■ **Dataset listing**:

——————————

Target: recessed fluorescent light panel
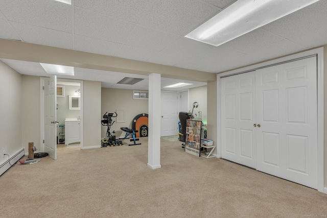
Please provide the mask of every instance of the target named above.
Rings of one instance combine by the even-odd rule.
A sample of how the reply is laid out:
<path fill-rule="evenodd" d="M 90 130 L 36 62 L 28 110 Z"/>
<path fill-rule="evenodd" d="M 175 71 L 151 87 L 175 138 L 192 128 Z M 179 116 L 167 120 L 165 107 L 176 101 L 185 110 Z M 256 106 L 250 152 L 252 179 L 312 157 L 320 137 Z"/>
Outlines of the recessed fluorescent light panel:
<path fill-rule="evenodd" d="M 185 37 L 218 46 L 319 0 L 239 0 Z"/>
<path fill-rule="evenodd" d="M 60 2 L 63 3 L 67 4 L 68 5 L 72 5 L 72 0 L 55 0 L 57 2 Z"/>
<path fill-rule="evenodd" d="M 167 86 L 165 86 L 164 88 L 180 88 L 183 86 L 188 86 L 190 85 L 193 85 L 192 83 L 178 83 L 170 85 Z"/>
<path fill-rule="evenodd" d="M 117 83 L 118 84 L 134 85 L 139 81 L 142 81 L 144 79 L 132 78 L 130 77 L 125 77 Z"/>
<path fill-rule="evenodd" d="M 74 76 L 74 67 L 40 63 L 47 74 Z"/>

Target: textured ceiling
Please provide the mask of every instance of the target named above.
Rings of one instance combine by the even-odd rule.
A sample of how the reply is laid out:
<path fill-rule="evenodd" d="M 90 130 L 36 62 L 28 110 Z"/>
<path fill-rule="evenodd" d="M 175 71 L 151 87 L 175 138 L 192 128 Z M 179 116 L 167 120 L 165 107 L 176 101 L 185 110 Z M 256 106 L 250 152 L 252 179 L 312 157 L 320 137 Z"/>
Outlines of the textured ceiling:
<path fill-rule="evenodd" d="M 72 2 L 1 0 L 0 38 L 211 73 L 327 44 L 326 0 L 218 47 L 184 36 L 234 0 Z M 2 60 L 22 74 L 40 76 L 31 70 L 36 65 Z M 76 70 L 77 79 L 97 78 L 103 87 L 117 87 L 108 74 Z"/>

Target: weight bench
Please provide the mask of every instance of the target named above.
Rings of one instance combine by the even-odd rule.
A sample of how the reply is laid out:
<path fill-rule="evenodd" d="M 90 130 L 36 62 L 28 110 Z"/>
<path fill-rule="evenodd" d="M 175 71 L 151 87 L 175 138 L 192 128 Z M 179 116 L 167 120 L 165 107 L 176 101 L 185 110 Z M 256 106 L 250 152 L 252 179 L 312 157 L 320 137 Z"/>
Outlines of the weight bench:
<path fill-rule="evenodd" d="M 139 138 L 136 138 L 135 137 L 135 134 L 136 133 L 137 133 L 137 132 L 138 132 L 138 130 L 132 130 L 131 128 L 129 128 L 128 127 L 121 127 L 121 129 L 122 130 L 123 130 L 124 132 L 126 132 L 126 134 L 125 134 L 125 136 L 123 138 L 119 138 L 120 139 L 125 139 L 126 138 L 128 138 L 128 136 L 130 134 L 132 134 L 132 136 L 133 137 L 133 138 L 131 138 L 130 139 L 130 141 L 134 141 L 134 143 L 133 144 L 129 144 L 128 146 L 136 146 L 137 144 L 141 144 L 141 143 L 135 143 L 136 141 L 138 141 L 139 140 Z"/>

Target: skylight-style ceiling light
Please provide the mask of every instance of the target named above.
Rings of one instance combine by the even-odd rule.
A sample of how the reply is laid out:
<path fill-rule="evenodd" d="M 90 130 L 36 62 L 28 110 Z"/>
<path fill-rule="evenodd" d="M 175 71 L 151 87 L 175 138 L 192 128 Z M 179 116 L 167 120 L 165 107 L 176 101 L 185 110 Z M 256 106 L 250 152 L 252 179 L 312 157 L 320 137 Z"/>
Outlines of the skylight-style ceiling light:
<path fill-rule="evenodd" d="M 63 3 L 67 4 L 68 5 L 72 5 L 72 0 L 55 0 L 57 2 L 60 2 Z"/>
<path fill-rule="evenodd" d="M 120 81 L 118 82 L 118 84 L 125 84 L 125 85 L 134 85 L 139 81 L 142 81 L 144 79 L 139 78 L 132 78 L 131 77 L 125 77 Z"/>
<path fill-rule="evenodd" d="M 169 86 L 165 86 L 164 88 L 180 88 L 183 86 L 188 86 L 190 85 L 193 85 L 192 83 L 178 83 L 170 85 Z"/>
<path fill-rule="evenodd" d="M 40 63 L 47 74 L 74 76 L 74 67 Z"/>
<path fill-rule="evenodd" d="M 319 0 L 238 0 L 185 36 L 218 46 Z"/>

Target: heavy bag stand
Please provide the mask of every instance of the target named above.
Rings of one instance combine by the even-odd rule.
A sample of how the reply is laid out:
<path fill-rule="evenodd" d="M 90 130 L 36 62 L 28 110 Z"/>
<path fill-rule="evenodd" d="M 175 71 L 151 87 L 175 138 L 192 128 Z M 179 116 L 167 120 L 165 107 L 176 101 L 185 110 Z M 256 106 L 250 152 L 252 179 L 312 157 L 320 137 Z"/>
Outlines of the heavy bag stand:
<path fill-rule="evenodd" d="M 107 133 L 106 133 L 106 137 L 101 140 L 102 147 L 111 147 L 113 146 L 121 146 L 123 144 L 123 142 L 119 140 L 116 140 L 116 136 L 113 135 L 110 132 L 110 128 L 114 123 L 114 121 L 112 122 L 112 117 L 116 117 L 117 113 L 114 112 L 115 116 L 113 115 L 113 113 L 108 113 L 106 112 L 103 116 L 103 119 L 101 120 L 102 126 L 106 126 Z M 114 133 L 114 130 L 112 131 L 112 133 Z"/>
<path fill-rule="evenodd" d="M 129 128 L 128 127 L 122 127 L 121 128 L 121 129 L 123 131 L 125 132 L 126 134 L 125 135 L 125 137 L 124 137 L 123 138 L 119 138 L 120 139 L 125 139 L 125 138 L 128 138 L 128 136 L 131 134 L 133 138 L 131 138 L 130 139 L 130 141 L 133 141 L 134 143 L 129 144 L 128 146 L 136 146 L 137 144 L 141 144 L 141 143 L 135 143 L 136 141 L 138 141 L 139 140 L 139 138 L 136 138 L 135 137 L 135 133 L 138 132 L 137 130 L 132 130 L 132 129 Z"/>

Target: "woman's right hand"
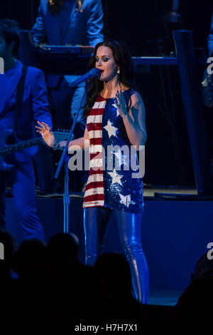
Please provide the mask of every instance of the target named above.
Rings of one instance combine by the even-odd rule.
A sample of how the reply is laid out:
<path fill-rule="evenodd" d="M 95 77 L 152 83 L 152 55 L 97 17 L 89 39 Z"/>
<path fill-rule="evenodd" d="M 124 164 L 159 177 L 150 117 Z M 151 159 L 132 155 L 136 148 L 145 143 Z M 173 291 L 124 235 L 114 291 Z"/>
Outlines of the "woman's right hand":
<path fill-rule="evenodd" d="M 56 140 L 53 133 L 50 130 L 50 127 L 44 122 L 37 121 L 39 126 L 36 125 L 36 132 L 39 133 L 45 143 L 50 148 L 56 145 Z"/>

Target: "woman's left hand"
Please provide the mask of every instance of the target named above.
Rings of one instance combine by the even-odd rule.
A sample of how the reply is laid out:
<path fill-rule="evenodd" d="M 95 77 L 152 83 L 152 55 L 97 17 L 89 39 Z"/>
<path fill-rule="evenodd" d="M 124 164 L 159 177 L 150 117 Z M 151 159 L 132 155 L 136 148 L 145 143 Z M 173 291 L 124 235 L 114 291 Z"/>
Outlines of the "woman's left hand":
<path fill-rule="evenodd" d="M 124 93 L 121 90 L 120 91 L 117 91 L 117 93 L 116 94 L 116 100 L 115 100 L 115 105 L 116 106 L 117 110 L 119 112 L 121 118 L 123 116 L 126 116 L 128 115 L 128 110 L 126 108 L 126 101 L 125 98 L 124 96 Z"/>

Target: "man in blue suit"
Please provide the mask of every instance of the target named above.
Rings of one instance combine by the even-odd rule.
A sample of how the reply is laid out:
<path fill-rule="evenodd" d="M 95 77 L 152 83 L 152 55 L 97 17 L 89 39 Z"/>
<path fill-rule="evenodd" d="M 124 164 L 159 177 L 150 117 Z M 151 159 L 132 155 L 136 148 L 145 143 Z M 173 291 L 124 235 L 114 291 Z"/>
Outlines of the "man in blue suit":
<path fill-rule="evenodd" d="M 0 75 L 0 132 L 16 130 L 18 142 L 35 137 L 35 122 L 52 127 L 43 73 L 36 68 L 26 70 L 21 108 L 16 119 L 17 88 L 23 76 L 23 64 L 14 56 L 20 43 L 17 23 L 0 20 L 0 57 L 4 61 L 4 74 Z M 4 88 L 4 89 L 2 89 Z M 21 96 L 22 98 L 22 96 Z M 0 171 L 0 227 L 5 227 L 5 189 L 9 180 L 17 216 L 26 239 L 44 240 L 44 233 L 36 208 L 35 175 L 32 158 L 37 147 L 16 153 L 11 158 L 11 171 Z"/>
<path fill-rule="evenodd" d="M 104 39 L 103 11 L 101 0 L 40 0 L 36 24 L 32 29 L 35 44 L 48 41 L 50 45 L 89 45 L 95 46 Z M 56 128 L 70 128 L 75 115 L 84 103 L 84 83 L 69 88 L 78 76 L 50 76 L 47 84 Z M 74 135 L 83 136 L 85 120 L 81 109 Z M 81 191 L 87 174 L 75 172 L 73 190 Z"/>

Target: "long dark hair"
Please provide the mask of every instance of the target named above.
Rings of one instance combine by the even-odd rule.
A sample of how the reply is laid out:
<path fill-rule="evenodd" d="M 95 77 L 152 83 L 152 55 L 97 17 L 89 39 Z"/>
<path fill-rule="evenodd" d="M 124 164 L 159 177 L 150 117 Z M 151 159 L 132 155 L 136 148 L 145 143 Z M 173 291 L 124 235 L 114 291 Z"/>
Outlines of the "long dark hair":
<path fill-rule="evenodd" d="M 75 0 L 75 10 L 80 12 L 83 11 L 83 1 Z M 48 0 L 48 9 L 51 14 L 58 14 L 60 8 L 64 6 L 65 0 Z"/>
<path fill-rule="evenodd" d="M 104 41 L 96 45 L 92 58 L 89 63 L 89 69 L 95 67 L 97 51 L 99 46 L 104 46 L 111 48 L 116 63 L 119 66 L 118 73 L 119 83 L 124 86 L 134 88 L 134 72 L 131 54 L 124 43 L 117 41 Z M 87 99 L 84 104 L 84 117 L 87 118 L 96 99 L 104 88 L 103 81 L 93 78 L 86 86 Z"/>

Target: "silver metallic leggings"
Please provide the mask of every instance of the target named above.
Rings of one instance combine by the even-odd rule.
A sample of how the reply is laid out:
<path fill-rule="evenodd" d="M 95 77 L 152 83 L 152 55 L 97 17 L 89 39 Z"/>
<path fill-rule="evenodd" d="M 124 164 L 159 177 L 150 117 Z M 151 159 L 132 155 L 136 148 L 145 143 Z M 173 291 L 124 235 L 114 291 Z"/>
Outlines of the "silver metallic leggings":
<path fill-rule="evenodd" d="M 130 266 L 136 297 L 143 304 L 147 304 L 148 269 L 141 242 L 141 215 L 109 208 L 85 208 L 85 263 L 87 265 L 94 265 L 97 257 L 103 252 L 106 233 L 112 212 L 115 215 L 121 247 Z"/>

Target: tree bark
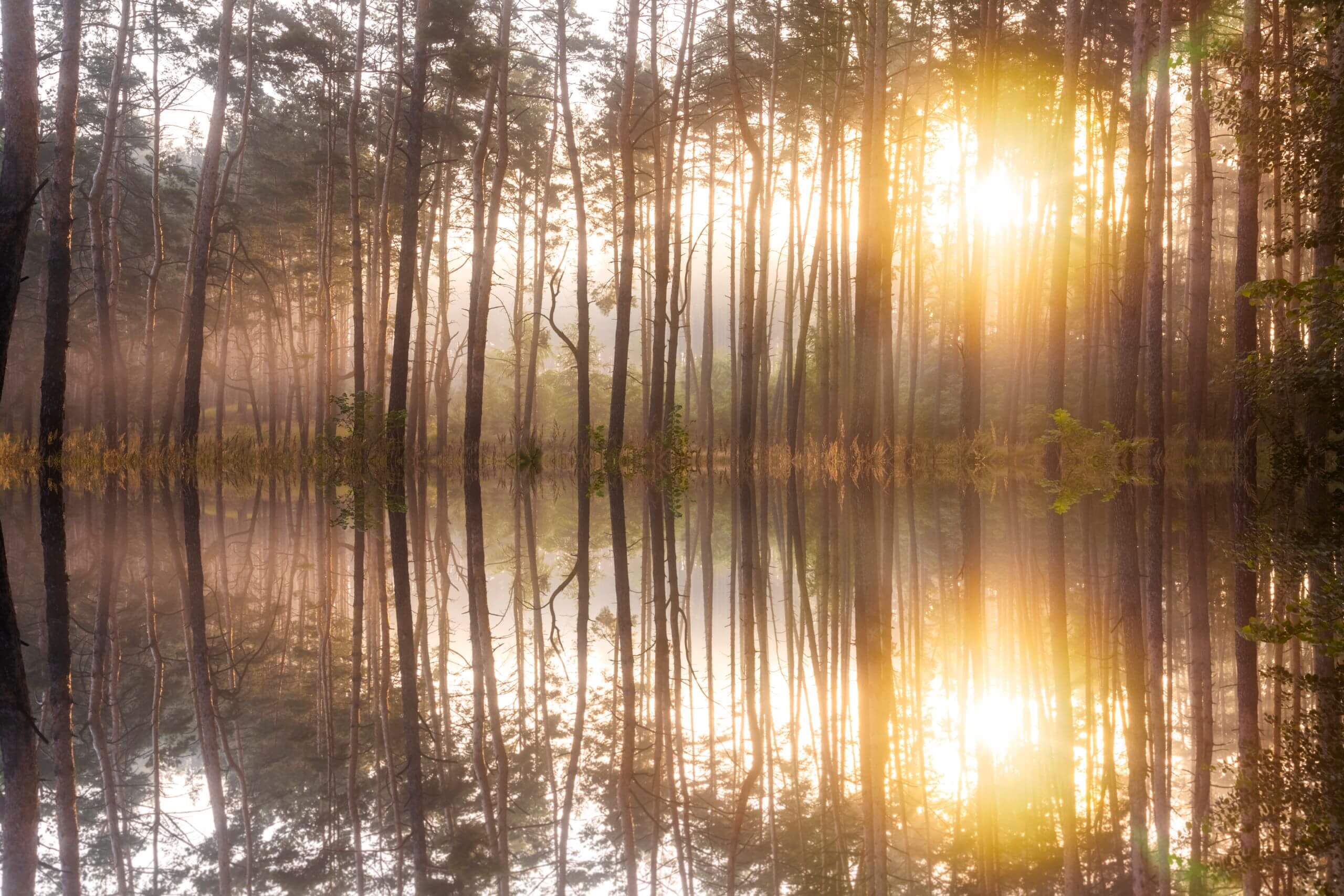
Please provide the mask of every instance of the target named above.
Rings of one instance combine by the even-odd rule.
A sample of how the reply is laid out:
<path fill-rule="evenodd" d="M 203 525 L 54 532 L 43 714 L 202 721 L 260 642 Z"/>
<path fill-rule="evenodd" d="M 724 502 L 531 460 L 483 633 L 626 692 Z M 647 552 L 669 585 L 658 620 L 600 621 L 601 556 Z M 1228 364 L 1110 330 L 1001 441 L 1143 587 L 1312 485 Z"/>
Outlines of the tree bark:
<path fill-rule="evenodd" d="M 124 0 L 129 3 L 129 0 Z M 181 341 L 187 349 L 187 372 L 181 399 L 179 443 L 192 453 L 200 430 L 200 372 L 206 351 L 206 286 L 210 279 L 210 247 L 215 227 L 215 203 L 219 196 L 219 153 L 224 137 L 224 110 L 228 105 L 228 81 L 234 28 L 234 0 L 223 0 L 219 12 L 219 59 L 215 71 L 215 103 L 202 154 L 196 188 L 196 212 L 192 224 L 190 292 L 181 320 Z M 169 379 L 169 383 L 175 377 Z"/>

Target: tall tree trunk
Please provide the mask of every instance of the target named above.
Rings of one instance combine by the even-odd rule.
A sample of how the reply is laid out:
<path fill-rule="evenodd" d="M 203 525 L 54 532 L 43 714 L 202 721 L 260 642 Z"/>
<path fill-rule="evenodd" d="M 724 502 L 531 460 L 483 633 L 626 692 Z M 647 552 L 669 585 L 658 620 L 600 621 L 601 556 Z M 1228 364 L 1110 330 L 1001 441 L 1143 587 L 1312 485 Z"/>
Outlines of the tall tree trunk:
<path fill-rule="evenodd" d="M 108 193 L 108 179 L 112 176 L 117 148 L 117 118 L 121 110 L 121 79 L 126 62 L 126 38 L 130 32 L 130 0 L 121 0 L 121 24 L 117 27 L 117 50 L 112 60 L 112 77 L 108 82 L 106 114 L 102 122 L 102 146 L 98 152 L 98 168 L 93 173 L 89 188 L 89 236 L 93 243 L 93 290 L 98 312 L 98 360 L 102 386 L 102 423 L 109 442 L 117 433 L 117 363 L 113 356 L 117 322 L 112 318 L 112 292 L 114 277 L 109 265 L 108 230 L 109 220 L 103 210 Z"/>
<path fill-rule="evenodd" d="M 508 171 L 508 56 L 512 28 L 512 0 L 500 5 L 495 35 L 495 60 L 485 85 L 481 121 L 472 152 L 472 286 L 466 324 L 466 419 L 462 424 L 462 459 L 468 473 L 476 470 L 481 451 L 481 418 L 485 410 L 485 337 L 491 310 L 491 283 L 495 277 L 495 242 L 499 234 L 500 199 Z M 489 192 L 485 184 L 485 157 L 492 122 L 497 129 L 495 171 Z"/>
<path fill-rule="evenodd" d="M 0 7 L 5 12 L 7 73 L 13 70 L 8 64 L 12 59 L 8 52 L 9 38 L 13 34 L 11 27 L 17 17 L 11 9 L 13 5 L 19 4 Z M 28 28 L 31 43 L 31 13 Z M 35 52 L 32 58 L 36 63 Z M 34 64 L 34 82 L 36 82 L 36 64 Z M 8 78 L 4 83 L 5 87 L 13 85 Z M 7 130 L 5 136 L 9 133 L 13 132 Z M 7 142 L 5 173 L 9 172 L 8 149 Z M 9 893 L 32 896 L 38 875 L 38 723 L 32 717 L 32 704 L 28 700 L 23 643 L 13 607 L 13 591 L 9 590 L 4 535 L 0 532 L 0 780 L 4 782 L 4 801 L 0 802 L 0 860 L 4 861 L 4 873 L 0 875 L 0 891 L 4 891 L 5 896 Z"/>
<path fill-rule="evenodd" d="M 129 1 L 129 0 L 126 0 Z M 181 399 L 181 429 L 177 441 L 188 451 L 196 450 L 200 430 L 200 371 L 206 351 L 206 285 L 210 278 L 210 244 L 215 227 L 215 200 L 219 196 L 219 153 L 224 137 L 224 110 L 228 105 L 228 81 L 234 31 L 234 0 L 223 0 L 219 12 L 219 56 L 215 71 L 215 103 L 210 111 L 210 129 L 202 150 L 196 188 L 196 212 L 192 224 L 190 290 L 181 318 L 181 344 L 187 352 L 187 372 Z M 169 383 L 176 377 L 169 377 Z"/>
<path fill-rule="evenodd" d="M 1208 0 L 1195 0 L 1191 9 L 1191 126 L 1195 179 L 1189 210 L 1189 360 L 1185 365 L 1185 433 L 1191 454 L 1206 435 L 1208 398 L 1208 298 L 1214 274 L 1214 150 L 1208 111 L 1208 50 L 1211 28 Z"/>
<path fill-rule="evenodd" d="M 224 1 L 230 3 L 230 0 Z M 200 493 L 194 477 L 183 480 L 180 488 L 187 548 L 187 578 L 183 594 L 187 666 L 191 670 L 200 763 L 206 772 L 210 810 L 215 822 L 216 887 L 220 896 L 228 896 L 233 892 L 228 814 L 219 763 L 219 713 L 215 707 L 214 673 L 210 668 L 210 637 L 206 633 L 206 576 L 200 555 Z"/>
<path fill-rule="evenodd" d="M 1055 160 L 1055 242 L 1050 271 L 1050 333 L 1047 352 L 1046 408 L 1064 407 L 1064 372 L 1068 361 L 1068 250 L 1074 219 L 1074 132 L 1078 120 L 1078 60 L 1083 21 L 1079 0 L 1064 11 L 1064 71 L 1059 95 L 1059 145 Z M 1046 478 L 1062 480 L 1060 445 L 1046 445 Z M 1082 896 L 1083 877 L 1078 854 L 1078 809 L 1074 785 L 1073 674 L 1068 661 L 1068 578 L 1064 548 L 1064 516 L 1046 514 L 1047 587 L 1050 591 L 1050 643 L 1055 684 L 1055 763 L 1058 764 L 1059 822 L 1064 848 L 1064 893 Z"/>
<path fill-rule="evenodd" d="M 47 224 L 47 330 L 42 353 L 42 420 L 38 449 L 43 461 L 60 455 L 66 431 L 66 348 L 70 340 L 70 231 L 74 226 L 71 192 L 75 176 L 75 140 L 78 138 L 77 113 L 79 105 L 79 43 L 82 36 L 81 7 L 78 0 L 63 0 L 60 4 L 60 75 L 56 83 L 56 146 L 51 164 L 51 218 Z M 54 465 L 55 466 L 55 465 Z M 46 476 L 46 474 L 44 474 Z M 56 469 L 51 470 L 59 478 Z M 52 486 L 59 493 L 59 484 Z M 65 498 L 62 506 L 62 541 L 65 540 Z M 63 575 L 62 560 L 62 575 Z M 62 582 L 62 588 L 67 586 Z M 69 607 L 66 610 L 69 618 Z M 66 641 L 69 645 L 69 631 Z M 69 662 L 69 657 L 67 657 Z M 66 672 L 69 678 L 69 669 Z M 55 677 L 52 677 L 55 688 Z M 69 701 L 69 682 L 65 699 Z M 52 690 L 52 699 L 56 699 Z M 52 704 L 58 715 L 63 704 Z M 66 713 L 69 716 L 69 712 Z M 69 719 L 67 719 L 69 721 Z M 59 732 L 58 732 L 59 739 Z M 69 747 L 69 744 L 66 744 Z M 58 771 L 63 762 L 63 748 L 56 747 Z M 71 759 L 73 762 L 73 759 Z M 73 766 L 71 766 L 73 770 Z M 71 783 L 73 787 L 73 783 Z M 71 791 L 73 793 L 73 791 Z M 63 841 L 63 838 L 62 838 Z M 63 845 L 63 844 L 62 844 Z M 78 841 L 75 841 L 78 846 Z M 62 866 L 65 868 L 62 850 Z M 78 889 L 78 854 L 74 856 L 74 885 Z M 70 891 L 66 891 L 70 892 Z"/>
<path fill-rule="evenodd" d="M 19 285 L 23 282 L 23 257 L 28 246 L 28 222 L 38 187 L 38 46 L 32 21 L 32 4 L 28 0 L 3 0 L 0 3 L 0 126 L 4 128 L 4 149 L 0 150 L 0 394 L 4 392 L 4 375 L 9 359 L 9 334 L 13 330 L 13 313 L 19 306 Z M 15 654 L 17 665 L 22 658 Z M 22 676 L 11 681 L 17 688 L 27 685 Z M 17 699 L 17 692 L 15 692 Z M 27 712 L 27 703 L 23 704 Z M 19 736 L 19 735 L 16 735 Z M 22 736 L 19 736 L 22 740 Z M 26 750 L 15 742 L 16 779 L 27 787 Z M 8 759 L 7 771 L 9 771 Z M 20 768 L 22 766 L 22 768 Z M 26 791 L 23 794 L 26 799 Z M 20 801 L 22 802 L 22 801 Z M 16 807 L 16 821 L 23 806 Z M 5 829 L 8 832 L 8 827 Z M 8 834 L 7 834 L 8 836 Z M 17 844 L 26 838 L 27 829 L 15 833 Z M 9 864 L 5 862 L 5 881 L 9 877 Z M 31 889 L 31 869 L 20 862 L 15 866 L 13 885 L 17 892 L 27 880 Z M 7 888 L 8 892 L 8 888 Z"/>
<path fill-rule="evenodd" d="M 74 5 L 78 7 L 78 3 Z M 66 21 L 71 21 L 71 19 Z M 78 9 L 73 21 L 78 31 Z M 66 496 L 59 465 L 43 467 L 38 480 L 42 506 L 42 574 L 47 592 L 47 711 L 51 715 L 51 755 L 56 774 L 55 815 L 56 844 L 60 854 L 60 892 L 65 896 L 78 896 L 81 888 L 79 817 L 73 727 L 74 699 L 70 693 L 70 579 L 66 572 Z"/>
<path fill-rule="evenodd" d="M 396 313 L 392 322 L 392 371 L 387 390 L 387 434 L 388 451 L 391 454 L 388 459 L 392 463 L 392 476 L 398 481 L 402 478 L 402 469 L 406 462 L 406 399 L 410 379 L 411 312 L 414 310 L 413 302 L 415 301 L 415 243 L 419 235 L 419 181 L 421 154 L 425 142 L 425 90 L 429 81 L 427 28 L 427 4 L 417 3 L 411 93 L 406 110 L 406 172 L 402 193 L 401 253 L 398 254 L 396 263 Z M 410 600 L 409 596 L 407 600 Z M 407 613 L 409 610 L 410 607 L 407 606 Z M 414 656 L 414 645 L 411 647 L 411 656 Z M 417 774 L 419 771 L 418 766 L 419 760 L 417 758 Z M 423 830 L 421 832 L 421 841 L 415 844 L 415 848 L 417 850 L 423 848 Z M 418 873 L 419 870 L 417 870 Z"/>
<path fill-rule="evenodd" d="M 145 369 L 140 387 L 140 445 L 149 447 L 155 433 L 155 316 L 159 310 L 159 278 L 164 267 L 164 226 L 163 191 L 160 172 L 163 169 L 163 91 L 159 86 L 159 0 L 153 0 L 153 20 L 151 24 L 152 55 L 149 63 L 149 90 L 155 111 L 149 136 L 149 226 L 153 231 L 153 254 L 149 261 L 149 274 L 145 278 Z M 267 330 L 269 332 L 269 330 Z M 271 347 L 267 345 L 267 349 Z M 273 356 L 267 351 L 267 359 Z M 271 379 L 274 384 L 274 377 Z"/>
<path fill-rule="evenodd" d="M 419 15 L 417 15 L 417 19 L 419 19 Z M 419 42 L 417 43 L 419 44 Z M 411 87 L 411 93 L 414 97 L 414 86 Z M 413 99 L 411 107 L 414 109 L 414 106 L 415 101 Z M 414 130 L 414 128 L 415 125 L 411 124 L 409 130 Z M 399 286 L 398 306 L 401 306 Z M 399 312 L 401 308 L 398 308 Z M 392 390 L 396 390 L 395 349 Z M 398 486 L 394 484 L 394 497 L 396 492 Z M 402 497 L 405 498 L 405 496 Z M 401 506 L 405 506 L 405 504 Z M 425 793 L 421 782 L 419 676 L 415 661 L 415 623 L 411 618 L 410 553 L 406 535 L 406 513 L 405 510 L 394 510 L 391 501 L 387 510 L 387 537 L 391 541 L 392 549 L 392 603 L 396 609 L 396 658 L 402 682 L 402 736 L 406 740 L 406 811 L 410 814 L 411 823 L 411 861 L 415 875 L 415 893 L 426 893 L 429 888 L 429 845 L 425 834 Z"/>
<path fill-rule="evenodd" d="M 1232 296 L 1232 351 L 1246 364 L 1258 348 L 1257 313 L 1242 289 L 1257 279 L 1259 267 L 1259 0 L 1242 7 L 1242 62 L 1236 122 L 1236 263 Z M 1255 420 L 1246 372 L 1232 382 L 1232 543 L 1250 549 L 1254 537 Z M 1242 893 L 1261 891 L 1259 842 L 1259 666 L 1257 643 L 1245 626 L 1257 615 L 1259 576 L 1254 560 L 1239 557 L 1232 572 L 1232 623 L 1236 626 L 1236 797 L 1241 809 Z"/>
<path fill-rule="evenodd" d="M 1163 519 L 1167 500 L 1165 371 L 1163 369 L 1164 293 L 1163 219 L 1167 208 L 1167 145 L 1171 134 L 1171 0 L 1161 0 L 1157 21 L 1157 90 L 1153 98 L 1153 179 L 1148 203 L 1148 309 L 1145 320 L 1146 410 L 1149 453 L 1148 537 L 1145 548 L 1145 613 L 1148 627 L 1148 712 L 1152 742 L 1153 823 L 1157 827 L 1157 892 L 1171 896 L 1171 791 L 1167 782 L 1167 725 L 1163 660 Z M 1168 234 L 1175 239 L 1176 234 Z"/>

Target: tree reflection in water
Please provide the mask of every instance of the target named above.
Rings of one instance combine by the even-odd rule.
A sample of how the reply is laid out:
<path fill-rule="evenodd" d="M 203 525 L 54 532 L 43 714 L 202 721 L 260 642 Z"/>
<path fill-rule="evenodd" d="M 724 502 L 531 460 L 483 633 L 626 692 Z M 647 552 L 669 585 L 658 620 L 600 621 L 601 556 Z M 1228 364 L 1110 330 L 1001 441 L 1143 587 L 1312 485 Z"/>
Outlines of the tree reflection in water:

——————————

■ **YOUR OBJECTIVE**:
Copy out word for word the stretch of the listing from the line containing "Target: tree bark" through the line containing "124 0 L 129", leaving out the picture.

■ **TASK ANSWER**:
Target: tree bark
Please provide the mask of every instance of the target named above.
Rings of one instance combine by the even-odd rule.
A sample of how the reply is laid out:
<path fill-rule="evenodd" d="M 203 525 L 54 532 L 43 714 L 202 721 L 260 642 Z"/>
<path fill-rule="evenodd" d="M 724 502 L 531 460 L 483 633 L 626 692 Z M 647 552 L 669 585 L 658 620 L 600 621 L 601 556 Z M 1228 364 L 1110 330 L 1001 441 L 1143 587 L 1312 485 Z"/>
Outlines of the tree bark:
<path fill-rule="evenodd" d="M 124 0 L 129 3 L 129 0 Z M 181 341 L 187 349 L 187 372 L 181 399 L 179 443 L 192 453 L 200 430 L 200 372 L 206 351 L 206 286 L 210 279 L 210 247 L 215 227 L 215 203 L 219 196 L 219 153 L 224 137 L 224 110 L 228 105 L 228 81 L 234 28 L 234 0 L 223 0 L 219 12 L 219 59 L 215 71 L 215 103 L 202 154 L 196 188 L 196 212 L 192 224 L 190 292 L 181 320 Z M 169 379 L 169 383 L 175 377 Z"/>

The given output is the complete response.